Consignes de l'exercice —
a) D'après l'entretien sur la démographie chinoise, combien de personnes la Chine compte-t-elle selon le résultat du 6e recensement ?
b) Indiquez si chaque affirmation concorde avec l'entretien sur la démographie chinoise, en répondant par oui ou non et en citant à l'identique les mots décisifs : (i) Mu Guangzong est professeur à l'Institut des études démographiques de l'Université de Beijing ; (ii) le taux de procréation des générations post 1980 et 1990 dépasse 1,3 ; (iii) la Chine affronte un problème de population excédentaire absolue.
c) Reprenez l'entretien sur la démographie chinoise à la suite de sa dernière phrase.

Texte du document —

Tang Yuankai
Suite à la publication des chiffres du sixième recensement de la population chinoise, Mu Guangzong, directeur adjoint du groupe d'experts de la Commission nationale de la population et du planning familial, et professeur à l'Institut des études démographiques de l'Université de Beijing (Beida), s'est entretenu avec Beijing Information à propos de l'évolution démographique en Chine, et des mesures à prendre en la matière.
Q : D'après le résultat du 6e recensement, la Chine compte à l'heure actuelle 1,339 milliard de personnes. Que révèlent ces chiffres, par exemple l'évolution démographique et la procréation ?
R : Ces chiffres ne sont qu'une apparence. En Chine, les problèmes démographiques, si épineux, difficiles ou brûlants soient-ils, sont tous structurels. Nous devons mettre en lumière la grande crise qui se cache derrière ces chiffres gigantesques, crise due au déséquilibre structurel de la population.
Par rapport au résultat du 5e recensement, la population chinoise n'a pas beaucoup augmenté. Ainsi, depuis les années 90, le taux de natalité et le taux d'accroissement naturel se maintiennent à un faible niveau, et sont encore plus bas aujourd'hui, car ne faire qu'un ou deux enfants est très valorisé. Cela va évidemment contribuer à faire diminuer le taux de natalité dans le futur. De plus, l'enfant unique s'occupant seul de ses parents âgés est un phénomène propre à la Chine.
Q : Vous avez dit que l'augmentation fulgurante de la population était déjà sous contrôle en Chine. Actuellement, quels sont les nouveaux problèmes ? Quelles mesures faut-il prendre pour y remédier ?
R : La faible croissance démographique en Chine durant les dix dernières années résulte et du planning familial et de l'influence exercée par le développement socio-économique. Devant le coût croissant que représente l'éducation d'un enfant à l'heure actuelle, les générations post 1980 et 1990 hésitent. D'ailleurs, le taux de procréation de ces deux tranches d'âge est inférieur à 1,3.
La population élevée est un problème incertain, qui tient à beaucoup de facteurs. La Chine n'affronte pas de problème de population excédentaire absolue.

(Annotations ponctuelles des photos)
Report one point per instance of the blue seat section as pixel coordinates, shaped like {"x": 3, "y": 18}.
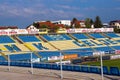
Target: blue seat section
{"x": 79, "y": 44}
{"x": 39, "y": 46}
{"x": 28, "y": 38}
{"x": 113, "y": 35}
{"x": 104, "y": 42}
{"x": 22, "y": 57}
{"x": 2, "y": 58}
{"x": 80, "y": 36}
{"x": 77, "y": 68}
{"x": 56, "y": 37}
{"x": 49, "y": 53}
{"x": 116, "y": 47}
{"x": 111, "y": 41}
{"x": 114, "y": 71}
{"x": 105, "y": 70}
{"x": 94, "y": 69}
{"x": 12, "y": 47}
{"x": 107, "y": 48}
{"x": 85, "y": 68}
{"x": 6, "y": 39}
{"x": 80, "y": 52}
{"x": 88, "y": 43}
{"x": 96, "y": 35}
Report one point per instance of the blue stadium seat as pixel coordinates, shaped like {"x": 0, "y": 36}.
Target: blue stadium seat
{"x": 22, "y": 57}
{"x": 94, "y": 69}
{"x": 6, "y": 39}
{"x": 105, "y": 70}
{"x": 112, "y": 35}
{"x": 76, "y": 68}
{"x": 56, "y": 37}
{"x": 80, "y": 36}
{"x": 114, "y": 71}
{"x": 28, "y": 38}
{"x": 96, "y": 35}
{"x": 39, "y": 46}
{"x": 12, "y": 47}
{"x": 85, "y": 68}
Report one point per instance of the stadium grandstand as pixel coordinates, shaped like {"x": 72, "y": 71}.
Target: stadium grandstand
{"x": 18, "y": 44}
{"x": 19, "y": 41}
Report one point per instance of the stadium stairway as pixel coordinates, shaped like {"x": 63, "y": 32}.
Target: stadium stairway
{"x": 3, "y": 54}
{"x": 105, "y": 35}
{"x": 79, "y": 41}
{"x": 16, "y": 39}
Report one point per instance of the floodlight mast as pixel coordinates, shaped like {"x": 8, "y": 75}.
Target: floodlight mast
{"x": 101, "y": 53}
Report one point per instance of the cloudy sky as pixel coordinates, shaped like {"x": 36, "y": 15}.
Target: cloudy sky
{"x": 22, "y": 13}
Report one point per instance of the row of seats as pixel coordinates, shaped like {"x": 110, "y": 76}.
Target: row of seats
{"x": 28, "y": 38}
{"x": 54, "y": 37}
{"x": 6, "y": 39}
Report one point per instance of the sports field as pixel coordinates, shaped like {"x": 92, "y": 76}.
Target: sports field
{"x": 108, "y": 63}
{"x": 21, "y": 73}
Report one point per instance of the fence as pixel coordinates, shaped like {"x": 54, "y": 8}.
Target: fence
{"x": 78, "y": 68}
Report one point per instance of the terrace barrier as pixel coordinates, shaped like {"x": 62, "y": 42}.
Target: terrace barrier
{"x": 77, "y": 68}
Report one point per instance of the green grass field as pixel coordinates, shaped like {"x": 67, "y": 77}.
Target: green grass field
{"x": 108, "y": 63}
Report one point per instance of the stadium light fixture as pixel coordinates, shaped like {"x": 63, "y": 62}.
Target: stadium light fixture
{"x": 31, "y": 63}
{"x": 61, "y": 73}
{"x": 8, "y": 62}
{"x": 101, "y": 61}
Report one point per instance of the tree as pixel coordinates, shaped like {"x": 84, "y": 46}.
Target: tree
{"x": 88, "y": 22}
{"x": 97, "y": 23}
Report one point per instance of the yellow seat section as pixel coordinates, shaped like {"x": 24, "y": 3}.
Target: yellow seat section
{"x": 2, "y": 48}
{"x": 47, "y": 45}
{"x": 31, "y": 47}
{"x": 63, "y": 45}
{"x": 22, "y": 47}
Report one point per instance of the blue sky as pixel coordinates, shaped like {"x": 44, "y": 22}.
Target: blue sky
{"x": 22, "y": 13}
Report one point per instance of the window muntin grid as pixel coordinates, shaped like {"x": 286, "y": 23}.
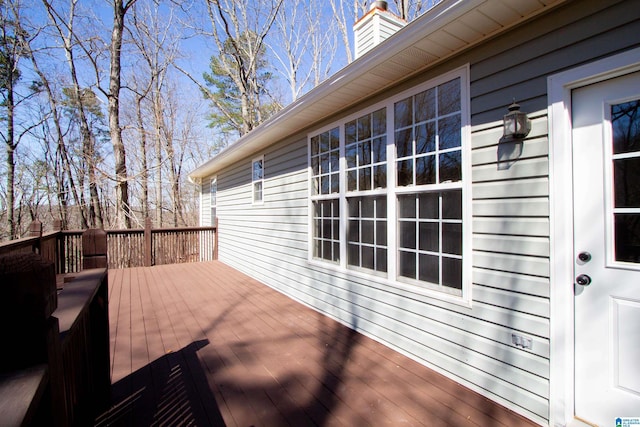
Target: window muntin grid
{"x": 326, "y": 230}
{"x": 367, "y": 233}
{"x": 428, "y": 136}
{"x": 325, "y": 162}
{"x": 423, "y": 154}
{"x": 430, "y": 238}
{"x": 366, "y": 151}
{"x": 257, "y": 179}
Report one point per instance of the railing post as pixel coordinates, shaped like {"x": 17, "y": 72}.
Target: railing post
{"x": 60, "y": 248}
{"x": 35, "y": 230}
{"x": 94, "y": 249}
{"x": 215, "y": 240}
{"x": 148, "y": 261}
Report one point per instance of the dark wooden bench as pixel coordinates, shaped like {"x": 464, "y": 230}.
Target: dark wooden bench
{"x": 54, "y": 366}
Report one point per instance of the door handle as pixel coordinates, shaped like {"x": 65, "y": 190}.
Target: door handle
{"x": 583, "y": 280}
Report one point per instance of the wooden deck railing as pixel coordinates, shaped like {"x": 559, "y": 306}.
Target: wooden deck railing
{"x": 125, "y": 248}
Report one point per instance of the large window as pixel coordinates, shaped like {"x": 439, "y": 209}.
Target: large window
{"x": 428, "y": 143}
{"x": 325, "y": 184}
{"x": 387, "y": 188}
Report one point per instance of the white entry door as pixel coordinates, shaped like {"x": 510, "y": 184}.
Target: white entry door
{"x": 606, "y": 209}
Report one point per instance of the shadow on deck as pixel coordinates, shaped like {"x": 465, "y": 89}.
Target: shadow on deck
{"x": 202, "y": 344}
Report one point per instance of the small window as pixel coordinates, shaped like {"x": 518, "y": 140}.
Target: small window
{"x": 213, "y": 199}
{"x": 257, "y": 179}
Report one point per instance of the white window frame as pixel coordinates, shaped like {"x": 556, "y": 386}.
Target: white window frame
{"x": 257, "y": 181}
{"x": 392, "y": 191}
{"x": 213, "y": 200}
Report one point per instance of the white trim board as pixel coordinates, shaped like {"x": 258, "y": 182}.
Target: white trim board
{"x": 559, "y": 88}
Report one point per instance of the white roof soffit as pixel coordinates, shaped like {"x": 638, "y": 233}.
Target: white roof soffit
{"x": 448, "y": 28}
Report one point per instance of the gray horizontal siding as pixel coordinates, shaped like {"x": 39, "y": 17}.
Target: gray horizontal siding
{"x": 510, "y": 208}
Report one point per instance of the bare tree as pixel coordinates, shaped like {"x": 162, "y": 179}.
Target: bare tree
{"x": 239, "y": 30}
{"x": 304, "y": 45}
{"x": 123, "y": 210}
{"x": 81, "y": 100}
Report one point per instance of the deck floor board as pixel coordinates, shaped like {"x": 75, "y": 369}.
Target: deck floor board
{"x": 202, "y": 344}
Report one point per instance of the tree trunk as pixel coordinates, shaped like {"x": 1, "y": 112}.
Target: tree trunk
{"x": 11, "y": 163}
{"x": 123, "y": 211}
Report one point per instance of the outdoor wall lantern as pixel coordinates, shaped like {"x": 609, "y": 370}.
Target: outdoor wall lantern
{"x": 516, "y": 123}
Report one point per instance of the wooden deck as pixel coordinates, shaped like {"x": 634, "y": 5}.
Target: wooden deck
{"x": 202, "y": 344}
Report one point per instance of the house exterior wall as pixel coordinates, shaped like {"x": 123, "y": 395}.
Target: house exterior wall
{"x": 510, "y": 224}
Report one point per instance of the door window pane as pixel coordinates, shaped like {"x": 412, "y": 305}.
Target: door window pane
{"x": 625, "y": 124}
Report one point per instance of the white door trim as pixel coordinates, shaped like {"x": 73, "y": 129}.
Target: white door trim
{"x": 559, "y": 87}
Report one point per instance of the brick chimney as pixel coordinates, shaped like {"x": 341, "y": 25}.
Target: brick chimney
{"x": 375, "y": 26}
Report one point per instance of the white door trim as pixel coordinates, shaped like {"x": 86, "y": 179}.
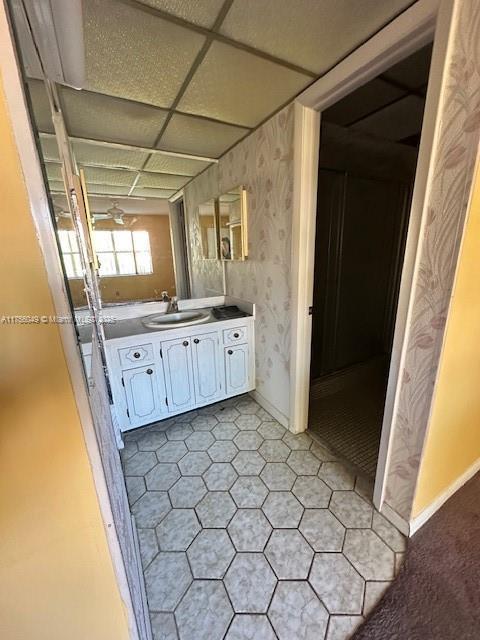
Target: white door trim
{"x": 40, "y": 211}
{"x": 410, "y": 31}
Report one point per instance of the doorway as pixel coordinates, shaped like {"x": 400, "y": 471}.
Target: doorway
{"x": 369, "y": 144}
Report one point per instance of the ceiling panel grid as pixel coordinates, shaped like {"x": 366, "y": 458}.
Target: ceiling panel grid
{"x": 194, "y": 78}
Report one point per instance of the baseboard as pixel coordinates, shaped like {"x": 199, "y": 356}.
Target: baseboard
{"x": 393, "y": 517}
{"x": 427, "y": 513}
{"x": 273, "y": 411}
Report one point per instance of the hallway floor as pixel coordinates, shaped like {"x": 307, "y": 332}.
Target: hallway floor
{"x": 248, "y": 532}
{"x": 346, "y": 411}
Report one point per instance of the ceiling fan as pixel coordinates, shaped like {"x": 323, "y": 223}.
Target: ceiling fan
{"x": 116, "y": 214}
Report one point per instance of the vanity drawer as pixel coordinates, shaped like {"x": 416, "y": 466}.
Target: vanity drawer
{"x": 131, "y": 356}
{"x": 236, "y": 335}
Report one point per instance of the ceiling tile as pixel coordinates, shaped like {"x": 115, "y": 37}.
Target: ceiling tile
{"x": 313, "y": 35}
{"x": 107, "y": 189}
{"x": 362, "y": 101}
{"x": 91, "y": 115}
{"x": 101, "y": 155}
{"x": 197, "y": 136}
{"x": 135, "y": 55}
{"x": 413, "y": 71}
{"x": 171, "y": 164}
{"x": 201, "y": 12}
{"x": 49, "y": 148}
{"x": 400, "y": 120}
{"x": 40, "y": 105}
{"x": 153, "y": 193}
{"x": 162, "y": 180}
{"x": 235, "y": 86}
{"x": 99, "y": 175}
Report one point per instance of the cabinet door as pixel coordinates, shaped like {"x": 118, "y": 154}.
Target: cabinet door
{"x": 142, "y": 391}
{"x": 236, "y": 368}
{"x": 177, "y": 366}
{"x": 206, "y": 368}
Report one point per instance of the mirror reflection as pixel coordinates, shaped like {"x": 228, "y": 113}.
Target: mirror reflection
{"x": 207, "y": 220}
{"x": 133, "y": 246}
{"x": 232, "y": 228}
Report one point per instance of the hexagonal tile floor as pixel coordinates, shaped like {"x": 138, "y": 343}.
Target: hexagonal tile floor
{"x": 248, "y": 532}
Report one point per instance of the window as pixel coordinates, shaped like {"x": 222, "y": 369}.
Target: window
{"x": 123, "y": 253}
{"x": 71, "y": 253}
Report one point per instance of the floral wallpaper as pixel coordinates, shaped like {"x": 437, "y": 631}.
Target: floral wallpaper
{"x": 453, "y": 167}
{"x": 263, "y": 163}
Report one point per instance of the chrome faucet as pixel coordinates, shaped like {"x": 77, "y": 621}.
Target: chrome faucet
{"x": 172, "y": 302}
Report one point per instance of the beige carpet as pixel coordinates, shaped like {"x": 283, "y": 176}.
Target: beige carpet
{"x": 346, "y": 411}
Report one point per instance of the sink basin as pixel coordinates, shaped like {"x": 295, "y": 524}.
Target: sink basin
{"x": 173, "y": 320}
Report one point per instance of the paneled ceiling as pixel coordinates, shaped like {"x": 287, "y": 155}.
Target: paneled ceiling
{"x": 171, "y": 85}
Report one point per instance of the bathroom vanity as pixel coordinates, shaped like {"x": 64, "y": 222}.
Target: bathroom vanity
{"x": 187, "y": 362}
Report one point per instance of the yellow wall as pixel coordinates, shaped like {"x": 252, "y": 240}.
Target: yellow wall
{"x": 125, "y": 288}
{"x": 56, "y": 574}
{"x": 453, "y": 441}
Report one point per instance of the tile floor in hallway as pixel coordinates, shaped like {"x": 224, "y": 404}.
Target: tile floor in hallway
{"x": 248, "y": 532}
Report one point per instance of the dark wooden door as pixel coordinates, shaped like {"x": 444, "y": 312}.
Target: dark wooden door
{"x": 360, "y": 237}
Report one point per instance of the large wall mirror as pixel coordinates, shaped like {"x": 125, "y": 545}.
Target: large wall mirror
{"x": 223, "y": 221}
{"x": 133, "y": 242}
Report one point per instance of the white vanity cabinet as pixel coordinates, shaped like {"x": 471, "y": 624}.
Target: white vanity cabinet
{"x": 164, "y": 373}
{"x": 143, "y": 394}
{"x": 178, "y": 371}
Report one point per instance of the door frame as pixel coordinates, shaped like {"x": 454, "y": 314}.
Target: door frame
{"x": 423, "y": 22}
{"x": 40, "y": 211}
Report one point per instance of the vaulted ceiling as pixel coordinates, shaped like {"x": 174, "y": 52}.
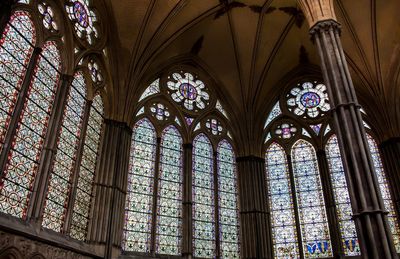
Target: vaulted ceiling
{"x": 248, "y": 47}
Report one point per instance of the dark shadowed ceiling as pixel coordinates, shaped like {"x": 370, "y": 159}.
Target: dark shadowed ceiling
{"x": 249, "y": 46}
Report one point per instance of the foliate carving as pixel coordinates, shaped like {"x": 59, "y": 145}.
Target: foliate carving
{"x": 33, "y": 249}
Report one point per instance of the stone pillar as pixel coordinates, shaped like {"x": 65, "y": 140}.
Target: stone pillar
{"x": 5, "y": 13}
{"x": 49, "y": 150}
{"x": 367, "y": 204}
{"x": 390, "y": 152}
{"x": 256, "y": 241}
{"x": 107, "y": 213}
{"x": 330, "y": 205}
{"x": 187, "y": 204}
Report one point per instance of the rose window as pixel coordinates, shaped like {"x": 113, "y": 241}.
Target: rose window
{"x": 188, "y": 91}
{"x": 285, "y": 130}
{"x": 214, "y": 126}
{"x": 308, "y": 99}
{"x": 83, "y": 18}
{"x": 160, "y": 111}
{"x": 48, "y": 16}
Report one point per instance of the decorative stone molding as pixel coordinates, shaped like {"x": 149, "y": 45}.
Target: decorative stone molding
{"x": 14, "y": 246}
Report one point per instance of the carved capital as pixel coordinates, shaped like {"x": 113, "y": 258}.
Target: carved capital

Résultats de l'exercice —
a) 1,339 milliard de personnes.

b)
(i) Oui : « professeur à l'Institut des études démographiques de l'Université de Beijing (Beida) ».
(ii) Non : « le taux de procréation de ces deux tranches d'âge est inférieur à 1,3 ».
(iii) Non : « La Chine n'affronte pas de problème de population excédentaire absolue. »

c)
D'après les données du dernier recensement, le déséquilibre de sexe a, dans une certaine mesure, été renversé. Cependant, dans une société dominée par les hommes, la discrimination concernant le deuxième sexe existe toujours, et ne pourra pas être résorbée dans un proche avenir. En fait, les inégalités empirent dans certaines circonstances. Par exemple, la politique de l'enfant unique est à l'origine d'un nombre croissant de choix du sexe de l'enfant. De plus, de nombreux employeurs préfèrent engager des hommes.
Rome ne s'est pas faite en un jour. La meilleure solution consiste à mettre en pratique une politique démographique basée sur l'égalité des sexes. Permettre à tous les couples, qu'ils soient urbains ou ruraux, d'avoir un deuxième enfant est un ajustement conforme à la demande publique et à la loi objective du développement démographique. Un consensus reste à établir : l'égalité des sexes doit être placée au-dessus du planning familial.
Avec un indice total de la fécondité chez les femmes chinoises en âge de procréer inférieur à 1,5 ou même à 1,3, la Chine tombe dans le piège de la fertilité extrêmement basse. Cependant, peu de gens en ont conscience, car il est camouflé derrière le chiffre astronomique de la population totale. Notre problème de population est déjà passé du quantitatif au structurel, du naturel au politique, et du simple au compliqué.
Ne pas mesurer ce risque est très dangereux. L'enfant unique contraint de subvenir seul aux besoins de ses parents âgés est un problème typiquement chinois. Cette situation risque de se détériorer avec le maintien de la politique actuellement en vigueur. Dans un certain sens, le problème du vieillissement résulte bel et bien du problème du planning familial. Le gouvernement doit, autant que faire se peut, mettre en place une stratégie favorisant la procréation modérée et réajustant la politique actuelle, afin de limiter et minimiser les risques éventuels du développement démographique.
Q : Aujourd'hui, le vieillissement de la population chinoise s'aggrave et s'accélère. Comment agir face à une telle situation ?
R. : « Vieillir avant de s'enrichir » est un fait unanimement reconnu concernant le problème de vieillissement actuel en Chine, mais cette opinion reste partielle. En 2007, j'ai proposé l'idée de « vieillir tout en s'enrichissant », et de faire en sorte que toutes les personnes âgées, notamment celles des régions rurales, partagent les fruits du développement socio-économique.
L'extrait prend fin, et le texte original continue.